** Opening Reading passage block **
Penn State shuts out Iowa: Initial thoughts on Nittany Lions’ White Out blowout

STATE COLLEGE, Pa. — A rainy, sloppy evening at Beaver Stadium couldn’t slow down No. 7 Penn State as it dismantled No. 24 Iowa 31-0 in front of a White Out crowd of 110,830. Here are my initial reactions:

• Drew Allar didn’t have gaudy stats, and yet, in the fourth quarter, the sophomore stood on the sideline as Beau Pribula took over for mop-up time with 10:53 left in the game and Penn State up by 31.

Allar’s performance was a strong reminder of what he is capable of, as he finished with completions on 25-of-37 passes for 166 yards and four touchdowns. Though he averaged just 4.5 yards per attempt, he made smart decisions, remained turnover-free in a Penn State uniform and mixed in a few dazzling throws.

None were more impressive than the laser Allar delivered on a 9-yard touchdown pass to Khalil Dinkins on fourth-and-1 in the second quarter. It’s the kind of read and throw that show why his career is on an upward trajectory.

• Penn State’s opening drive of the second half was a good example of what the offense can do when it clicks. After an up-and-down first half in which it ran 48 plays and controlled the clock for 21:13 but had just 10 points to show for it, Penn State was balanced and methodical to open the third quarter and take control of the game.
** Closing Reading passage block **
* _What you are asked to do_:
Name every player the Penn State–Iowa game report mentions by name. Answer from the game report alone.
** Opening Material supplied block **
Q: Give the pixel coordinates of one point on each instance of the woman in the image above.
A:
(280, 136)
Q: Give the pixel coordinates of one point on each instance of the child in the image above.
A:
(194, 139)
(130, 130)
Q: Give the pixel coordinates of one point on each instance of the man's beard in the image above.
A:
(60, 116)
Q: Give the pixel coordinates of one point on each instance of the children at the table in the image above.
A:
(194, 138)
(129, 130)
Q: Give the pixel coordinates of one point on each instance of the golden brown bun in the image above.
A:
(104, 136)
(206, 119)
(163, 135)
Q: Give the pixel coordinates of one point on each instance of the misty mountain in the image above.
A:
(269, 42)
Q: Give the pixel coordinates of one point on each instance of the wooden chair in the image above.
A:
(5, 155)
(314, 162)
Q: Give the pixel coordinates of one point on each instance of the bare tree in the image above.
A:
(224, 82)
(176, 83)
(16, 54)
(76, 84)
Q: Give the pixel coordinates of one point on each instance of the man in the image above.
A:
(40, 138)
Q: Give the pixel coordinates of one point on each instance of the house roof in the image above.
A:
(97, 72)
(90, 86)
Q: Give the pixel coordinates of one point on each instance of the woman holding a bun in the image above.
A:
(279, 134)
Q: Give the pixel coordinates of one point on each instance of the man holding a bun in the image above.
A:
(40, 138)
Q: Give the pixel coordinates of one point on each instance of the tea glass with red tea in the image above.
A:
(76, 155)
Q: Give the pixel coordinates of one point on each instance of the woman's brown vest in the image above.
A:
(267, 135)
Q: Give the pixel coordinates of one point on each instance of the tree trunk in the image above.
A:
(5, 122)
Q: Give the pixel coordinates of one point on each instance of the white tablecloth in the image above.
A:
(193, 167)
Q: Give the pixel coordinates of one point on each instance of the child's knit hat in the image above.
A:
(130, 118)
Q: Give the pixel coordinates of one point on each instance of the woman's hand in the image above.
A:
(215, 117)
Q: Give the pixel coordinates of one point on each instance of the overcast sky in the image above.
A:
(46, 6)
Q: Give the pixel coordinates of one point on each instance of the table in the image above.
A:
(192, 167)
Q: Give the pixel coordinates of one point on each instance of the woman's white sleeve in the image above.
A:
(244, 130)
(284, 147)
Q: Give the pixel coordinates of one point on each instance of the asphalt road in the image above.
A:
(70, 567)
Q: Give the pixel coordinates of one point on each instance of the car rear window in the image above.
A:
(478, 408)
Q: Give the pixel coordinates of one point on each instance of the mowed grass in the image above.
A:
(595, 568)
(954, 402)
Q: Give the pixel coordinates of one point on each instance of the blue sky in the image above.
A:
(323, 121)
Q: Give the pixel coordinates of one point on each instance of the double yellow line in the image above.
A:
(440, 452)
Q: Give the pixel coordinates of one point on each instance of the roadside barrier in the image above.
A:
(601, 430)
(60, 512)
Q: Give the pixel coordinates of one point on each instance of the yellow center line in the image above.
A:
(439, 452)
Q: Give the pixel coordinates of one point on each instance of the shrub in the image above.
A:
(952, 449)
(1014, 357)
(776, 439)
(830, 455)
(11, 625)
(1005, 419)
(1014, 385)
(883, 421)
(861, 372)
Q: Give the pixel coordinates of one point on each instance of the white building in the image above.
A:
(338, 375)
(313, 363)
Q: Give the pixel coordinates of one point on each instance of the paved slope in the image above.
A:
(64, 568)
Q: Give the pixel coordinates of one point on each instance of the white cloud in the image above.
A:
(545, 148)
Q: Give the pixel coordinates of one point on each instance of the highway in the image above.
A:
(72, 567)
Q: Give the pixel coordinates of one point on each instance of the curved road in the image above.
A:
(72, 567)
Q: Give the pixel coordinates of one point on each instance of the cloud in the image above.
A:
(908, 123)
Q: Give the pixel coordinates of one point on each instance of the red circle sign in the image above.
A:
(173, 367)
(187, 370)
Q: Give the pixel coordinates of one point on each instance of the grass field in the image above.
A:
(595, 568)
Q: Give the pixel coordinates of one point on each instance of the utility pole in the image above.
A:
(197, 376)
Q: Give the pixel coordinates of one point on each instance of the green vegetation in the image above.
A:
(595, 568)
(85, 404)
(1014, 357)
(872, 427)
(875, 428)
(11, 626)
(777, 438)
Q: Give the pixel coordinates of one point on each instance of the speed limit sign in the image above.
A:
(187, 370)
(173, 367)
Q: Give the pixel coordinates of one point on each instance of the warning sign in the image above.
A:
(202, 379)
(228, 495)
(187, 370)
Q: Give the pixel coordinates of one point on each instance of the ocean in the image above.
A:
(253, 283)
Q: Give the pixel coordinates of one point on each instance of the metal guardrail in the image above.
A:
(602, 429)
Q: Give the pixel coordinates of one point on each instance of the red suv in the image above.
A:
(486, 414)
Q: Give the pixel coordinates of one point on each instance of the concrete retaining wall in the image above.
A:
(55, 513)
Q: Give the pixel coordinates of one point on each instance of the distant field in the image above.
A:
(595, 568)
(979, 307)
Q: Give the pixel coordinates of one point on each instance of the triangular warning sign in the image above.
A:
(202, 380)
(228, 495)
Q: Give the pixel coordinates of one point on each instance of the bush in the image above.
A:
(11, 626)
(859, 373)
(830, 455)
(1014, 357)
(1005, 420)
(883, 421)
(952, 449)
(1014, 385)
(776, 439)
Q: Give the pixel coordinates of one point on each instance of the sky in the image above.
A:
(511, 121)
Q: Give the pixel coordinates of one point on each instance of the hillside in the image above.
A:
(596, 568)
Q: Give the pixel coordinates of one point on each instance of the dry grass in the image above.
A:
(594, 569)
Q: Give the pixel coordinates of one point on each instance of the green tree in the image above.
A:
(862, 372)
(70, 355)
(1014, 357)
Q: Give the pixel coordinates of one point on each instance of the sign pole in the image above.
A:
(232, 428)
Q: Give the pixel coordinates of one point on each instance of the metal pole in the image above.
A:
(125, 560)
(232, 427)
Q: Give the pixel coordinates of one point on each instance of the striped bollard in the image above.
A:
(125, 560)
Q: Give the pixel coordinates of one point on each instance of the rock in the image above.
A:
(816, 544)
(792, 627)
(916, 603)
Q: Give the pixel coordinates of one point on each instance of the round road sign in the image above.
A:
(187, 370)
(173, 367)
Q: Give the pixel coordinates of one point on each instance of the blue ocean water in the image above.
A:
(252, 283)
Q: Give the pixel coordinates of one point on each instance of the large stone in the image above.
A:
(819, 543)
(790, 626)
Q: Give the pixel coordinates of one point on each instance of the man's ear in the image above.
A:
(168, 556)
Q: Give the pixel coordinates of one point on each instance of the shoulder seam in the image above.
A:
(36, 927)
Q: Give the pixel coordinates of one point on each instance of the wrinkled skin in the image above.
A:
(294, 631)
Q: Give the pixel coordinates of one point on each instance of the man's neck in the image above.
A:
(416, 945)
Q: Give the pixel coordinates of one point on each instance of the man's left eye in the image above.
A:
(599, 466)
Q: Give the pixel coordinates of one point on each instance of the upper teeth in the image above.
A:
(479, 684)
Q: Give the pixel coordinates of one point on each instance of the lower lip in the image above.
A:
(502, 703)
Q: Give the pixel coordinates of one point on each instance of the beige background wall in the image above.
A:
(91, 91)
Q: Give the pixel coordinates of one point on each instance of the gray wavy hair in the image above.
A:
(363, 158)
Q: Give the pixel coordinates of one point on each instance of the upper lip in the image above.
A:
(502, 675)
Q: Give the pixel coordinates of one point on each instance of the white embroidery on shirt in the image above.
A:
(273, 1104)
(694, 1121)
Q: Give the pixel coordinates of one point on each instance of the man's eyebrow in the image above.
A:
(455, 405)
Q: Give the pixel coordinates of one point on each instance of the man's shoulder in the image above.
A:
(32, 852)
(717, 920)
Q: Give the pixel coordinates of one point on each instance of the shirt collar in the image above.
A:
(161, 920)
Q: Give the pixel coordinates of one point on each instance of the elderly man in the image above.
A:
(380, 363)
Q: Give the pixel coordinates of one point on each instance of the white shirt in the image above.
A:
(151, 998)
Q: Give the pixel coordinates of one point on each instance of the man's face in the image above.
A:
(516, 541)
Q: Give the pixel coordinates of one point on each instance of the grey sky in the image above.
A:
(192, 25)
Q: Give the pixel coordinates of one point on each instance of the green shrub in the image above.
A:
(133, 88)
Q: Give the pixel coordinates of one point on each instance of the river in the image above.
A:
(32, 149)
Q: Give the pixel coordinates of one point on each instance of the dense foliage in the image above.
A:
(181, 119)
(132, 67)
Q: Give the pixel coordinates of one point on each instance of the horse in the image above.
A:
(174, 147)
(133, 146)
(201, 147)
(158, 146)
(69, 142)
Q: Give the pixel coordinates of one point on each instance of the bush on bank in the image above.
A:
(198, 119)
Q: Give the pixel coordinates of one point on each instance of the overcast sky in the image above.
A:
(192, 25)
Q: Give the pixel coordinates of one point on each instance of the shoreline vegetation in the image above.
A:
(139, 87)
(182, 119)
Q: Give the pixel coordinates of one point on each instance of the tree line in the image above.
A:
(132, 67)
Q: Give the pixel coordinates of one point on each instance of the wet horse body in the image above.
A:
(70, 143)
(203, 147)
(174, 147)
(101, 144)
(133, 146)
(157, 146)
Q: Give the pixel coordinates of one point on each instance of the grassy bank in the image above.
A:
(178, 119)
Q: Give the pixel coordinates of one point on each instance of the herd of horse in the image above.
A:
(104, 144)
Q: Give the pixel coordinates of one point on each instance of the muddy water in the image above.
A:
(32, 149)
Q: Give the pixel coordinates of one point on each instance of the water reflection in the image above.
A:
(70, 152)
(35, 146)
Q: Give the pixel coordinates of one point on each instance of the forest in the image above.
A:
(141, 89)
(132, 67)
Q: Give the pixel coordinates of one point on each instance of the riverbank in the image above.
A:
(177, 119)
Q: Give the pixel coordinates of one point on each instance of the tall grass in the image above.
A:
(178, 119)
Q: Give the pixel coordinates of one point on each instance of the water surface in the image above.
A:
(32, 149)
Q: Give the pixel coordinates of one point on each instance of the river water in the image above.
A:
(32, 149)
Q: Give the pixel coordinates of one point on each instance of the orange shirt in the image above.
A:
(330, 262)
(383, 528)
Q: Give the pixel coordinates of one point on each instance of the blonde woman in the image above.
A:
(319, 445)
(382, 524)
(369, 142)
** Closing Material supplied block **
* _Answer to the problem_:
Drew Allar, Beau Pribula, Khalil Dinkins